Task directions: Only the closing stretch of the material is wanted: the line containing "where the curtain" and every line after it, transcribed exactly.
Top of Information supplied
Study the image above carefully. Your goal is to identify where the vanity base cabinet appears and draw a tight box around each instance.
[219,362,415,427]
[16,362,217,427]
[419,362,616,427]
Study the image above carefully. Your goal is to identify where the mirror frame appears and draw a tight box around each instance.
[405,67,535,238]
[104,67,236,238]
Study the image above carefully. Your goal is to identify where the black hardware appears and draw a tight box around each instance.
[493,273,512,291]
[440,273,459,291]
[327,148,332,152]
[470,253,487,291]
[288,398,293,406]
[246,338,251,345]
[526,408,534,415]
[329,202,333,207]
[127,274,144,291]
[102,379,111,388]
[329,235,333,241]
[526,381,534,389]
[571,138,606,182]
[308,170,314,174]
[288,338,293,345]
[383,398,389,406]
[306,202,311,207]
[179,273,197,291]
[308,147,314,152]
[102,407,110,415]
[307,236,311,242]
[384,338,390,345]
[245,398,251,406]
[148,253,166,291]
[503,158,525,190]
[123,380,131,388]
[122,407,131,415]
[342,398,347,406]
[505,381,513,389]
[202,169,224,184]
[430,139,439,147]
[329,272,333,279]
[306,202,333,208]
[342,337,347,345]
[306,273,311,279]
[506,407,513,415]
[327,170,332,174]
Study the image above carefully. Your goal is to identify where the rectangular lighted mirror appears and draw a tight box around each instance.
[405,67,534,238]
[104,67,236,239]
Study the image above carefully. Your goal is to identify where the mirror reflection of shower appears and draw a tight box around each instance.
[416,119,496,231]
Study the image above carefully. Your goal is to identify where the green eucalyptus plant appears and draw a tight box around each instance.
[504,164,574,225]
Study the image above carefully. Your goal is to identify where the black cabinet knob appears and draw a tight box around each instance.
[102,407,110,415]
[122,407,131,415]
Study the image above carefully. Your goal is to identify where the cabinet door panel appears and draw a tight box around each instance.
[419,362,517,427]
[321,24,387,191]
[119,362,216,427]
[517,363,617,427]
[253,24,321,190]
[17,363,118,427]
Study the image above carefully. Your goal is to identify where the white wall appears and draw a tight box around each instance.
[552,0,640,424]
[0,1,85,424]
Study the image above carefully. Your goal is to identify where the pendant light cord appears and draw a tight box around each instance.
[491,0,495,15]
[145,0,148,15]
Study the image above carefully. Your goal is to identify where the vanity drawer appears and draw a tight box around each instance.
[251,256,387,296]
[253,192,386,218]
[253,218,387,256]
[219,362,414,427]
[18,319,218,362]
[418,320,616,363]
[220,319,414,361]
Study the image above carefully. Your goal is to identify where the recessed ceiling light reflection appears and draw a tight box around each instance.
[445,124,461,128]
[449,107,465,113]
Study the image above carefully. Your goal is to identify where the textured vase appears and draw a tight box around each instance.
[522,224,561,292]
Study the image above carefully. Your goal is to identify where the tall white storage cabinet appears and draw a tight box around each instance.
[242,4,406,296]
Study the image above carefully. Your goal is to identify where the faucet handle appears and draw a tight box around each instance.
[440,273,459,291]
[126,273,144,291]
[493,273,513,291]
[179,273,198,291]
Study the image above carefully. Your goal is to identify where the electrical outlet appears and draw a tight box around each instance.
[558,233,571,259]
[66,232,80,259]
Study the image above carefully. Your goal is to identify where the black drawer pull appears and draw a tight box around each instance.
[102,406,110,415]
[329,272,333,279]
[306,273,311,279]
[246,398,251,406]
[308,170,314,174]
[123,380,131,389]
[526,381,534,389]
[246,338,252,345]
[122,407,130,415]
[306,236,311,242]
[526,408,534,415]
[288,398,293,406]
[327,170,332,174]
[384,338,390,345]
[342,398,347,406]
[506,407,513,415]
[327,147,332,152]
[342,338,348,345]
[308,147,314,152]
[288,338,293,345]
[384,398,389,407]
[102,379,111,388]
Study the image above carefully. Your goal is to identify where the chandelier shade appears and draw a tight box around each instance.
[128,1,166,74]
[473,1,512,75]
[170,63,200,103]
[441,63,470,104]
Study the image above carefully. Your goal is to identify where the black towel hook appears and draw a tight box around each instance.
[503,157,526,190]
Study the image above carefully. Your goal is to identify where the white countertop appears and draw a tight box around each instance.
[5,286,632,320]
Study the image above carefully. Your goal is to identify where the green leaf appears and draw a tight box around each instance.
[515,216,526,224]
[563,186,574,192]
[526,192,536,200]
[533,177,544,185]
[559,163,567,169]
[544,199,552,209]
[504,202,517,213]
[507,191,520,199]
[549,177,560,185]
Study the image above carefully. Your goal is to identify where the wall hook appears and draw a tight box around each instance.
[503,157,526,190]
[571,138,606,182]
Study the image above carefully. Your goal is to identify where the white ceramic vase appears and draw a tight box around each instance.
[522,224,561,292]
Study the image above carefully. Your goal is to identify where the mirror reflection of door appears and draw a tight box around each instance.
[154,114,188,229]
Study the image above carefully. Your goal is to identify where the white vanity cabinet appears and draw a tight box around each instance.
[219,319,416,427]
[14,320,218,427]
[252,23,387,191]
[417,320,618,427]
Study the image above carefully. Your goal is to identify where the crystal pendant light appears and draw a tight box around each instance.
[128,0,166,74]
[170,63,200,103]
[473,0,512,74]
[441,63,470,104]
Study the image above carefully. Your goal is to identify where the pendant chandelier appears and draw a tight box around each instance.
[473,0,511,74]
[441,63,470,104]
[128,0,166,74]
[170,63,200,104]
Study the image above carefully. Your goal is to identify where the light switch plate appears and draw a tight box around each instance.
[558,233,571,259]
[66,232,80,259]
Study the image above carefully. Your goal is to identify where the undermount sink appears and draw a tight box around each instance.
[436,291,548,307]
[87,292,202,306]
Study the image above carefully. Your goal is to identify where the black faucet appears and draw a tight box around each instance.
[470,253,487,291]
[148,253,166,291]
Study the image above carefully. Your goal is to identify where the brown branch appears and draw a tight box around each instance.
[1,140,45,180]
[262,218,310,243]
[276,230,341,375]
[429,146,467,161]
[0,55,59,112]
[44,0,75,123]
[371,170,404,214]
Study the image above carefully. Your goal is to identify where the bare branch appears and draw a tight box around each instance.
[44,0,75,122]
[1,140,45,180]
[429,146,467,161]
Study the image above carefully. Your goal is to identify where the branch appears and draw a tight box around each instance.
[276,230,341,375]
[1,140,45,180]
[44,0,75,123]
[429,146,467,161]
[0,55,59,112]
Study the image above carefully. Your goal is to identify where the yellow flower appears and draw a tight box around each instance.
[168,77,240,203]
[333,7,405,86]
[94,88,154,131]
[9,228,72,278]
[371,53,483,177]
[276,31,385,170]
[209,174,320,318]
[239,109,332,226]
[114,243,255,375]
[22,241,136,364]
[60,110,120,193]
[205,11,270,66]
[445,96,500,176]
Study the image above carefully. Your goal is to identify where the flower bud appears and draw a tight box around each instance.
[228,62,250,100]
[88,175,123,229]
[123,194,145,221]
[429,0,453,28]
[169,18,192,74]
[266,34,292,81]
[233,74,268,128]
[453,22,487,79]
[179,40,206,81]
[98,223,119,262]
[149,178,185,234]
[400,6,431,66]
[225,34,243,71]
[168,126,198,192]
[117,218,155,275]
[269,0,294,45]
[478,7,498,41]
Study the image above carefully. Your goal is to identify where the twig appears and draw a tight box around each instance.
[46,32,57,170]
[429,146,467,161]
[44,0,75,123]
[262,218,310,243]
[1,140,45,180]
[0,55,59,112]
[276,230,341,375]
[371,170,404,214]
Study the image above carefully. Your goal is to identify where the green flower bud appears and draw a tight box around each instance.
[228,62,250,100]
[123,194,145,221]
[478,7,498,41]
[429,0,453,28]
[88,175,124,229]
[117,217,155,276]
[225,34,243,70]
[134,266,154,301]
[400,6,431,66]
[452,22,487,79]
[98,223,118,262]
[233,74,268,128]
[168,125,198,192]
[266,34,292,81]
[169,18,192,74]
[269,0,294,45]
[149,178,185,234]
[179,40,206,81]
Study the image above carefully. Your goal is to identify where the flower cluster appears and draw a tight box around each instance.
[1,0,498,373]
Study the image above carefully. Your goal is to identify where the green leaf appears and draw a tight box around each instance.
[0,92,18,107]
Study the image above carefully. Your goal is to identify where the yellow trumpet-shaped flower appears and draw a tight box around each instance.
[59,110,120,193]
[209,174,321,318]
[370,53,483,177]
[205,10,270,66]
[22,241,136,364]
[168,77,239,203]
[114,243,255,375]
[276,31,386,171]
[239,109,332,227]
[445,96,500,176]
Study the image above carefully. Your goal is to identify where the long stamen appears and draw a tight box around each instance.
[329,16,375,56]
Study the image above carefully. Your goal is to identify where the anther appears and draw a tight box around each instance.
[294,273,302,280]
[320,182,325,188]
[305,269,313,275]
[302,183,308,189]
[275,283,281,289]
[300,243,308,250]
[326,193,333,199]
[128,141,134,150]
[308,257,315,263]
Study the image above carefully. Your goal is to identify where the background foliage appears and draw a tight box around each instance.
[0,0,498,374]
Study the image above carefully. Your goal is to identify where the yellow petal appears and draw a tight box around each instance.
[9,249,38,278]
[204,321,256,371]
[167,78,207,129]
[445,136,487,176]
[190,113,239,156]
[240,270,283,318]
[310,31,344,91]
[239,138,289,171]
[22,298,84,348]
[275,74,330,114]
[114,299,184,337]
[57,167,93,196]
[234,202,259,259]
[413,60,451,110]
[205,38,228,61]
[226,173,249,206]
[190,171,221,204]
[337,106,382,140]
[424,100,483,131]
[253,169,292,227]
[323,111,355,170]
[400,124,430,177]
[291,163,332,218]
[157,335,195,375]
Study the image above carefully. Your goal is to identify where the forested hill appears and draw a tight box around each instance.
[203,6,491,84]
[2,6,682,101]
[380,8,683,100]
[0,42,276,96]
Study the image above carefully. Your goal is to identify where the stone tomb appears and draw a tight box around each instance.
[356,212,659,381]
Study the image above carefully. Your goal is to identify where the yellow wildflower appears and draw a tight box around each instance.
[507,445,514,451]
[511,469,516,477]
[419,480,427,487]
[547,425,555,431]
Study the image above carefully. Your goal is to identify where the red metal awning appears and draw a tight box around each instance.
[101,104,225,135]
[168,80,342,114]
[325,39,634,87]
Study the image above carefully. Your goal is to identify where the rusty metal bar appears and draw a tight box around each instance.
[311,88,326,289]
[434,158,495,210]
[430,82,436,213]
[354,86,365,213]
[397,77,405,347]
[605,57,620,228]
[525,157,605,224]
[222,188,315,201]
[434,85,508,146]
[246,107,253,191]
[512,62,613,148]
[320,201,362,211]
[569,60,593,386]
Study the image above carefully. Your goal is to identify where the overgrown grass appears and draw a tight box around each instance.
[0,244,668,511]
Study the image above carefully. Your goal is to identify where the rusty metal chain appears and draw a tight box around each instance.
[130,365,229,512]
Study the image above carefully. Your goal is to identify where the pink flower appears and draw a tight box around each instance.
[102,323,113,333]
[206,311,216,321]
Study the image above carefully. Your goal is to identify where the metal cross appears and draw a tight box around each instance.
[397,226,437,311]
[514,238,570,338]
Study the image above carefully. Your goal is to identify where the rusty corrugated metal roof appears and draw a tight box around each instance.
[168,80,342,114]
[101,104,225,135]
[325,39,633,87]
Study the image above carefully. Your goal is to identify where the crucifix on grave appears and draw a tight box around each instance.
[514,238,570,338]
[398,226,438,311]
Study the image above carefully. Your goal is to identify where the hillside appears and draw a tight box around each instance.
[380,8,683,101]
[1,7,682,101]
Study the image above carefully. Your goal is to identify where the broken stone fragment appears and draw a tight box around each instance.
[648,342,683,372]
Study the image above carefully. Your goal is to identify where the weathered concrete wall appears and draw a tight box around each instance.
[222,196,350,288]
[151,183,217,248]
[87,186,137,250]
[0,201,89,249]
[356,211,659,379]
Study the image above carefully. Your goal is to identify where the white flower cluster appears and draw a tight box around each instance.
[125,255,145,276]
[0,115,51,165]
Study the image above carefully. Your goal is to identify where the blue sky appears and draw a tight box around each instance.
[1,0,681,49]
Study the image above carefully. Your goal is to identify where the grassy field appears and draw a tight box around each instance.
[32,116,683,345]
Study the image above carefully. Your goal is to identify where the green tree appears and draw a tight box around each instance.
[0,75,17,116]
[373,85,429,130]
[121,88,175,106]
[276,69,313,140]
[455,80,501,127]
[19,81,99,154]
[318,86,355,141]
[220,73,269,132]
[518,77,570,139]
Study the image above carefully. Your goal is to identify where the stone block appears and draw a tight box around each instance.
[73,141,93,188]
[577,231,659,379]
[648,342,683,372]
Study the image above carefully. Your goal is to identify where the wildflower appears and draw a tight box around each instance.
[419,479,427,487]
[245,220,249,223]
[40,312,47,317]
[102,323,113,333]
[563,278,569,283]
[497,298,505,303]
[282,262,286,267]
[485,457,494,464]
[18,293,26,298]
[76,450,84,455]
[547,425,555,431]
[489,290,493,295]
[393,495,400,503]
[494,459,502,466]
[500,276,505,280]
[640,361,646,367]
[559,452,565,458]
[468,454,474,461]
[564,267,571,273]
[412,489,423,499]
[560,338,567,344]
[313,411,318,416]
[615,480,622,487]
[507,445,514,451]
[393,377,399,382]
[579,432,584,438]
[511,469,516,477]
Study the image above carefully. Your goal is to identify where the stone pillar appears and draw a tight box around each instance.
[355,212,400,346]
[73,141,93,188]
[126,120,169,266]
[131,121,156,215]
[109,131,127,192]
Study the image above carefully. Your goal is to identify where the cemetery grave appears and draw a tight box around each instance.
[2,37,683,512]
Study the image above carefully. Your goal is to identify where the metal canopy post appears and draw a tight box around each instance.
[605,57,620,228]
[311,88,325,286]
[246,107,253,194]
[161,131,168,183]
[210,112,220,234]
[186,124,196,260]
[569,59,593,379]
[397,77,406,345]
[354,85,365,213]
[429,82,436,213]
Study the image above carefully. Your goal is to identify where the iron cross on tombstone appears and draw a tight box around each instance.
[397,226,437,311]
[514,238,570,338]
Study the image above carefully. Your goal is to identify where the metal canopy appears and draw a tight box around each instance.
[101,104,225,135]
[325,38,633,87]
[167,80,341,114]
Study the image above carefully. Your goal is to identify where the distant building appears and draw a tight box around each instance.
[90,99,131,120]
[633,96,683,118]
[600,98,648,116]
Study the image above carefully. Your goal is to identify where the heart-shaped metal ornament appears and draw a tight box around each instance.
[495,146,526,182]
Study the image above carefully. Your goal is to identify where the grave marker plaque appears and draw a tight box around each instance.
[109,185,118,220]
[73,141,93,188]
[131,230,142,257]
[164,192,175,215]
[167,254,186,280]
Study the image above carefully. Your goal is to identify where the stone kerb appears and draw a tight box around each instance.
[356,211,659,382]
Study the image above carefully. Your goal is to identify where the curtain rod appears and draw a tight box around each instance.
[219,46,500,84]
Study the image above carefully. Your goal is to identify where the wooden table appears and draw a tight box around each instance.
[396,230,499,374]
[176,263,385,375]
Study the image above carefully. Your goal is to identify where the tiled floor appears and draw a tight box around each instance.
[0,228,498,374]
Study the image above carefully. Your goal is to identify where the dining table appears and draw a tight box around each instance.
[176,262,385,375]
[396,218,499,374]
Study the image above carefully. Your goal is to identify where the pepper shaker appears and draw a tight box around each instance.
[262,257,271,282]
Bottom of Information supplied
Response for this exercise:
Study the image above carefully. Your goal is to identify where the curtain rod appears and draw a tight box around each instance.
[219,46,500,84]
Study the image above carefully. Your goal is to identify where the wooden table appears and draw a tight box around each instance.
[396,230,499,374]
[176,263,385,375]
Study the image above carefully. Your goal is to identify where the tiled floor appears and draw a tight box around each instance.
[0,228,498,374]
Study the image above carefully. Your goal is to identify where the dining table appears and draw a tight box around each instance.
[176,262,385,375]
[396,218,499,374]
Study the image above carefully. Your goal is to identify where the pepper shaker appears and draw a tight box around each instance.
[262,257,271,282]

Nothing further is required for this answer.